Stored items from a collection
┏━━

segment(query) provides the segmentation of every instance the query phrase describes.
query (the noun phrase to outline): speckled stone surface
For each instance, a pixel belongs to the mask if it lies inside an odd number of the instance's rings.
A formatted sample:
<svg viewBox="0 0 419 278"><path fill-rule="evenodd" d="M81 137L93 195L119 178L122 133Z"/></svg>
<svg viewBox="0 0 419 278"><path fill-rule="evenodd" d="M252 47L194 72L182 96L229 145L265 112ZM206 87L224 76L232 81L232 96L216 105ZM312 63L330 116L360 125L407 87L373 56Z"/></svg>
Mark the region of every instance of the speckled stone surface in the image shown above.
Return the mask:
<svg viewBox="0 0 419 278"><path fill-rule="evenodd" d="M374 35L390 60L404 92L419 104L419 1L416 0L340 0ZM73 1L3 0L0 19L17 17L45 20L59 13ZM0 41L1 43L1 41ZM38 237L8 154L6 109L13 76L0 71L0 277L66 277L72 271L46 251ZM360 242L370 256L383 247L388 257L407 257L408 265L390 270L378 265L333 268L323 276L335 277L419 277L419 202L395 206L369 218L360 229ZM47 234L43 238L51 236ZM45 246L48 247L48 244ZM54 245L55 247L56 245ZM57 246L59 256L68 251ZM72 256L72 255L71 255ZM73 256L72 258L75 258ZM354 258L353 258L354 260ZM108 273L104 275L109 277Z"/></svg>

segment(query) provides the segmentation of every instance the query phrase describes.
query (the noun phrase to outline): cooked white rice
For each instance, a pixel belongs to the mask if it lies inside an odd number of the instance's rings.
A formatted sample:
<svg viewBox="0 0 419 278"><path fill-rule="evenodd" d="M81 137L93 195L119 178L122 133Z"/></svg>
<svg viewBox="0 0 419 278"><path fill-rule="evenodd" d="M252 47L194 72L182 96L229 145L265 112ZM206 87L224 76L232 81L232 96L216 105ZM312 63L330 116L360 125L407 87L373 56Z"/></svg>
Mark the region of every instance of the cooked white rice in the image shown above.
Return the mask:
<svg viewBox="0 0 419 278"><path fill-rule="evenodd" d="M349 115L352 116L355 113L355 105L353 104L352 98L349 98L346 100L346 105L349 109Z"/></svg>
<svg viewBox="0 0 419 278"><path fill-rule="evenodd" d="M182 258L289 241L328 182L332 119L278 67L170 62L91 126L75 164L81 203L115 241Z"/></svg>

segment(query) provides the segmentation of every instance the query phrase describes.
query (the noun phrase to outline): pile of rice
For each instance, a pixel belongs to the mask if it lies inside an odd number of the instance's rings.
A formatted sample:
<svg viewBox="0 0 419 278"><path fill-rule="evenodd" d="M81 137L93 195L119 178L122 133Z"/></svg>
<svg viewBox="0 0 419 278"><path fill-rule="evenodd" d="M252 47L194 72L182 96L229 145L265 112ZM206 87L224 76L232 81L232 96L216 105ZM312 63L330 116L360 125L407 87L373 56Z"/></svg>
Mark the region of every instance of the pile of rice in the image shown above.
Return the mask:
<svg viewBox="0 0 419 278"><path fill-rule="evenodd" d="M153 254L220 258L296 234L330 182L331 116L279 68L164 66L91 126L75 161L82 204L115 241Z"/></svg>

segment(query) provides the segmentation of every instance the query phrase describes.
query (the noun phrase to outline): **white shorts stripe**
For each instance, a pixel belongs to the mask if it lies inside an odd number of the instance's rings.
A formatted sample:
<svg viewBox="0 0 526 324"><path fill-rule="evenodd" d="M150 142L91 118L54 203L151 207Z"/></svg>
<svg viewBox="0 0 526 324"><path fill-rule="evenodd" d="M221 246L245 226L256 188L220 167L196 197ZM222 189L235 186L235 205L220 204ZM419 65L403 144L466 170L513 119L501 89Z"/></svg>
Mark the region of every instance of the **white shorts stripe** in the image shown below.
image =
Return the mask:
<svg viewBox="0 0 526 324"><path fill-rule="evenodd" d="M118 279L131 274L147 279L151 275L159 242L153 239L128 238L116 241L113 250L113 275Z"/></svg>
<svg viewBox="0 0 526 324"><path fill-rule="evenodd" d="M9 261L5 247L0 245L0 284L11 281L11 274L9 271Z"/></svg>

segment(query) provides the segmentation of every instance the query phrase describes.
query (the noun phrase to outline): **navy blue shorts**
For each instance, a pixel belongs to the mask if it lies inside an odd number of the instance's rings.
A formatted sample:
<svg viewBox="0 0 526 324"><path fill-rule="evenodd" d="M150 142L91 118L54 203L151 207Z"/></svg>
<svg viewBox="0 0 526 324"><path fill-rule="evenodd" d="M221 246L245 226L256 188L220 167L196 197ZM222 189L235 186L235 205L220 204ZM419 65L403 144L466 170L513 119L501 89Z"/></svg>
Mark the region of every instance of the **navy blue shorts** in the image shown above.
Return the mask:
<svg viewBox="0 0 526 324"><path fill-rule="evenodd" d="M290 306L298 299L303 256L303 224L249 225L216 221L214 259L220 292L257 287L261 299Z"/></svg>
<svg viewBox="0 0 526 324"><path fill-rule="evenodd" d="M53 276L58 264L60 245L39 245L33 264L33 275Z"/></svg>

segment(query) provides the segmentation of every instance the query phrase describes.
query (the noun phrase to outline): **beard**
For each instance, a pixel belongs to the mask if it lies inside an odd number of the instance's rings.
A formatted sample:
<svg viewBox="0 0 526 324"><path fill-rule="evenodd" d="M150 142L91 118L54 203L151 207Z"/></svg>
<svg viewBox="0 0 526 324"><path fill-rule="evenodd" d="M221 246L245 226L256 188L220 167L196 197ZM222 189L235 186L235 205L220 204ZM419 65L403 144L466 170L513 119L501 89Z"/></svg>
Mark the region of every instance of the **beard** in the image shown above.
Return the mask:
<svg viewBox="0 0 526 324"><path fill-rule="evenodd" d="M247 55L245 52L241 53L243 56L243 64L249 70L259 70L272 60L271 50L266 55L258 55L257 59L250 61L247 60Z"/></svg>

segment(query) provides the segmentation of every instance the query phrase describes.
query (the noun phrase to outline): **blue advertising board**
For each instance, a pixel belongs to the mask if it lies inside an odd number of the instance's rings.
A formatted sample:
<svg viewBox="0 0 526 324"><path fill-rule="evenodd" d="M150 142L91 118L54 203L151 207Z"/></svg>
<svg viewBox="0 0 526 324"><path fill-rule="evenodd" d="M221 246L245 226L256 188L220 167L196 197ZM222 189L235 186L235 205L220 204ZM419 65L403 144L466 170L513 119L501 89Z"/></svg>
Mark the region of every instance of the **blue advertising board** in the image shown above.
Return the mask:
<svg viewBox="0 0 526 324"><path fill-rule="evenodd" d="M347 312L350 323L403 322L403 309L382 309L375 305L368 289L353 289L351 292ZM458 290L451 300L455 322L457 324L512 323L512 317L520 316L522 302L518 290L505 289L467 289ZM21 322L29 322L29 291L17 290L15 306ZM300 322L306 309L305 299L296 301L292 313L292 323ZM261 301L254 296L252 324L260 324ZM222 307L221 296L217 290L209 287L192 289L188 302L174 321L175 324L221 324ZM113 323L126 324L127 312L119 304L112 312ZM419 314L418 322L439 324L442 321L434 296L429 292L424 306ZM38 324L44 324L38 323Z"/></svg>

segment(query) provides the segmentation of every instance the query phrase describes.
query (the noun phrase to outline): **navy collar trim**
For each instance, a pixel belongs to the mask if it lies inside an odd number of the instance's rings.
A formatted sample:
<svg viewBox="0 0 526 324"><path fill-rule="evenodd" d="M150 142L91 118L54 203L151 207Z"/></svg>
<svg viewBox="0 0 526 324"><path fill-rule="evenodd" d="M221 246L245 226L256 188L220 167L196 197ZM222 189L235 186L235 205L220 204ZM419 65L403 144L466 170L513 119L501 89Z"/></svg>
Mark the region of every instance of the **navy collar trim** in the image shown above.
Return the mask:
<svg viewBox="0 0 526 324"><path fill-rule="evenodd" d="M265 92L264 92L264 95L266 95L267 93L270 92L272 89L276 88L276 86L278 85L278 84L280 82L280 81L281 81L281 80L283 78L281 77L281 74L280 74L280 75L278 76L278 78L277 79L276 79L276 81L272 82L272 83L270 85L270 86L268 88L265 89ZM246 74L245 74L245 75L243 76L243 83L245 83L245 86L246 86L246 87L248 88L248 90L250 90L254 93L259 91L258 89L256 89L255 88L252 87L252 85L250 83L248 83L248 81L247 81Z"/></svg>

┗━━

To be done: Give the number of lines in the material above that contain the word "cooked".

Exercise answer: 2